START TEXT EXCERPT
The article shows how to build a real-time CDC system between a hypothetical data source (in this article, the data source is simulated with a couple of JSON files) and a Qdrant vector DB using Bytewax as the stream engine.
Within the ingestion pipeline, we show a custom example of how to clean, chunk, and embed LinkedIn posts.
We initially built a standard retrieval client, and afterward, we improved it using the
rerank
pattern. We visualized the query results on a 2D plot using UMAP.The article focuses solely on the retrieval part of an RAG system. Still, it can easily be extended by adding various LLMs and prompt engineering techniques on top of the retrieved LinkedIn posts.
END TEXT EXCERPT
START PROVIDED RECORDS
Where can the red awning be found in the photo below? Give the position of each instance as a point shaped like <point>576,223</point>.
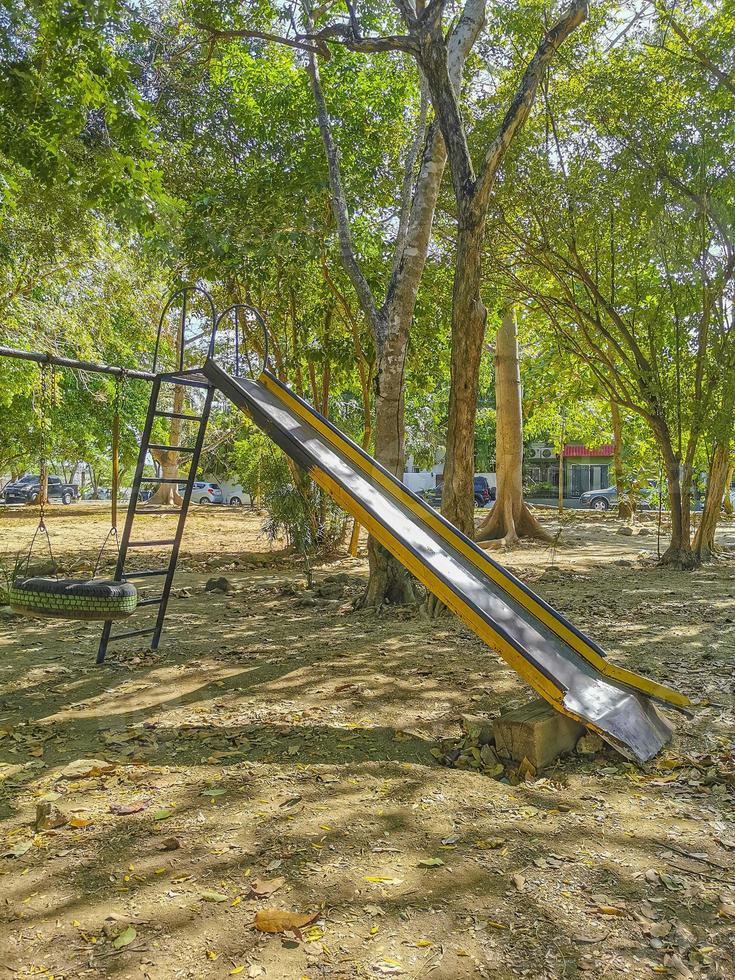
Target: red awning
<point>606,450</point>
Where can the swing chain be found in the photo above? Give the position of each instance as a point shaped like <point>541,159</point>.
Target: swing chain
<point>116,411</point>
<point>44,410</point>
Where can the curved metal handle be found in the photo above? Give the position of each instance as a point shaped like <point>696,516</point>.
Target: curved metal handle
<point>235,308</point>
<point>183,292</point>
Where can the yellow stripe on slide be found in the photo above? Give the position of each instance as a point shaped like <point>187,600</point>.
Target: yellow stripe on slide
<point>497,575</point>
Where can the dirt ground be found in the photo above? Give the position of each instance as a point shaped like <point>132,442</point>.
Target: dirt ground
<point>275,753</point>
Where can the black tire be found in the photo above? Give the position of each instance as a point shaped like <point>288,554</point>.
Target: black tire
<point>73,598</point>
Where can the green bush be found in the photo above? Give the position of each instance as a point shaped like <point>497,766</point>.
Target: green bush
<point>297,509</point>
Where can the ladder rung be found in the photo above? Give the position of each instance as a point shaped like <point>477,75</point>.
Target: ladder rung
<point>149,573</point>
<point>190,382</point>
<point>123,636</point>
<point>173,449</point>
<point>150,544</point>
<point>179,415</point>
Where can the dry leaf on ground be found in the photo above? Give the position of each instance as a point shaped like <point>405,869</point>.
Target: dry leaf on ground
<point>273,920</point>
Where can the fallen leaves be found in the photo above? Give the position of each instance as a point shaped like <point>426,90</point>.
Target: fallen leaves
<point>125,809</point>
<point>275,921</point>
<point>87,768</point>
<point>126,937</point>
<point>209,896</point>
<point>263,888</point>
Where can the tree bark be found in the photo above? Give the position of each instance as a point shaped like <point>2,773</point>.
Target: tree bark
<point>468,333</point>
<point>390,322</point>
<point>625,510</point>
<point>679,553</point>
<point>704,539</point>
<point>473,194</point>
<point>510,518</point>
<point>728,483</point>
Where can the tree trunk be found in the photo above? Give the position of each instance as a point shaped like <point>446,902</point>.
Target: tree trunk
<point>390,323</point>
<point>510,518</point>
<point>389,581</point>
<point>625,510</point>
<point>468,334</point>
<point>728,484</point>
<point>167,493</point>
<point>679,553</point>
<point>704,540</point>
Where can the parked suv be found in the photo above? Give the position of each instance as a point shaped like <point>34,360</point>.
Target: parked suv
<point>483,493</point>
<point>204,492</point>
<point>27,490</point>
<point>605,499</point>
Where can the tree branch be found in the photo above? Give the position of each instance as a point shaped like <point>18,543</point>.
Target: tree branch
<point>340,209</point>
<point>700,56</point>
<point>520,107</point>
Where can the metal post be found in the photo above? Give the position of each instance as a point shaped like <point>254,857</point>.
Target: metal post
<point>71,362</point>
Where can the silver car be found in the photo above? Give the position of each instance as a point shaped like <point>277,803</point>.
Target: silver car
<point>204,492</point>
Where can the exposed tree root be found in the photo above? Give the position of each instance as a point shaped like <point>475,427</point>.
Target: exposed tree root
<point>389,582</point>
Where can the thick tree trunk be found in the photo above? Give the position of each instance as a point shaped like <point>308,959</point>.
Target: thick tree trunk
<point>390,323</point>
<point>167,493</point>
<point>510,518</point>
<point>625,510</point>
<point>389,581</point>
<point>728,484</point>
<point>679,553</point>
<point>704,540</point>
<point>468,334</point>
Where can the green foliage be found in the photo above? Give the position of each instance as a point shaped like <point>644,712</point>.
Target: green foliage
<point>296,508</point>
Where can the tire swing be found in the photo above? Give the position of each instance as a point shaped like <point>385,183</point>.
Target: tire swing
<point>73,598</point>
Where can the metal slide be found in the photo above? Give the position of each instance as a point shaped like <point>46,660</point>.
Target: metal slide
<point>563,665</point>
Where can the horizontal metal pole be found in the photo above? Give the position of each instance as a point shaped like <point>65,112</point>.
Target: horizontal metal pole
<point>30,355</point>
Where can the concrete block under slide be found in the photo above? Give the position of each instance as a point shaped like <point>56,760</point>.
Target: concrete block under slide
<point>537,732</point>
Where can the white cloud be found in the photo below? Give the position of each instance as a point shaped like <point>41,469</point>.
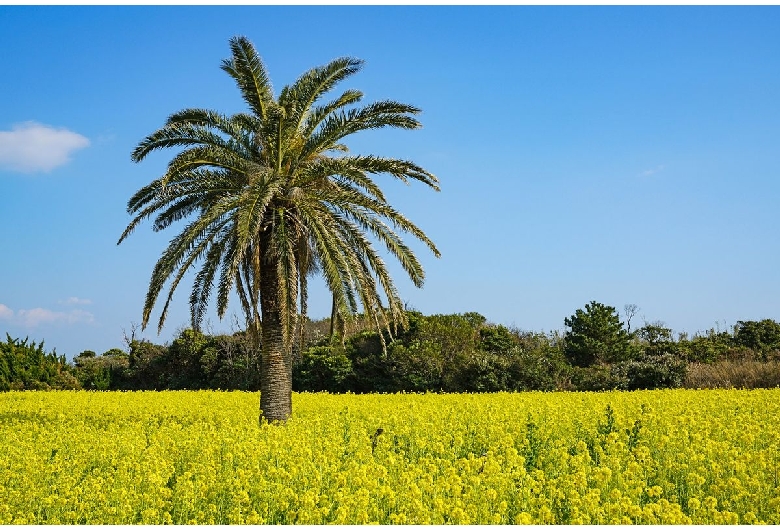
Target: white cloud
<point>32,147</point>
<point>75,300</point>
<point>30,318</point>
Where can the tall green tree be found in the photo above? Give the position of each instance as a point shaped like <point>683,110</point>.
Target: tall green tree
<point>596,335</point>
<point>274,195</point>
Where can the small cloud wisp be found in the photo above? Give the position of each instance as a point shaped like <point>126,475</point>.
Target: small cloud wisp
<point>31,147</point>
<point>31,318</point>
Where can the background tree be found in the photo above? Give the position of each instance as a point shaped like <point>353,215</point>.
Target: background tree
<point>596,335</point>
<point>275,198</point>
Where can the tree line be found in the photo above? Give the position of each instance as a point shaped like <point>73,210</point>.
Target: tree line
<point>430,353</point>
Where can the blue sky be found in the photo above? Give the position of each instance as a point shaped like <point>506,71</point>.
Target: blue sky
<point>627,155</point>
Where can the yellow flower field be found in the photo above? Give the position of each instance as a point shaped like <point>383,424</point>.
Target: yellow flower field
<point>659,457</point>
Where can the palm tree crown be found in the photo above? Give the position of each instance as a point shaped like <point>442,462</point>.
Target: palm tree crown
<point>272,195</point>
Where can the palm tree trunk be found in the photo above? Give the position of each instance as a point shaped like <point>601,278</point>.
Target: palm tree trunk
<point>276,377</point>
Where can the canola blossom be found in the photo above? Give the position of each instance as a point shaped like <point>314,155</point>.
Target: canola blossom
<point>657,457</point>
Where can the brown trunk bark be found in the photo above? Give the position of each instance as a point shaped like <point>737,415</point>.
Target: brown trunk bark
<point>276,376</point>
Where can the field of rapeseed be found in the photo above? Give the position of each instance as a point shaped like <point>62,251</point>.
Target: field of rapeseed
<point>660,457</point>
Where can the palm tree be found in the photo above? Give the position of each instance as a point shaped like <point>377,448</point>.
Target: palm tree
<point>272,196</point>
END PROVIDED RECORDS
- PROMPT:
Print the part of the text on the real-time CDC retrieval system from "The article shows" up to and including "the stream engine.", word for word.

- EXPECTED ANSWER:
The article shows how to build a real-time CDC system between a hypothetical data source (in this article, the data source is simulated with a couple of JSON files) and a Qdrant vector DB using Bytewax as the stream engine.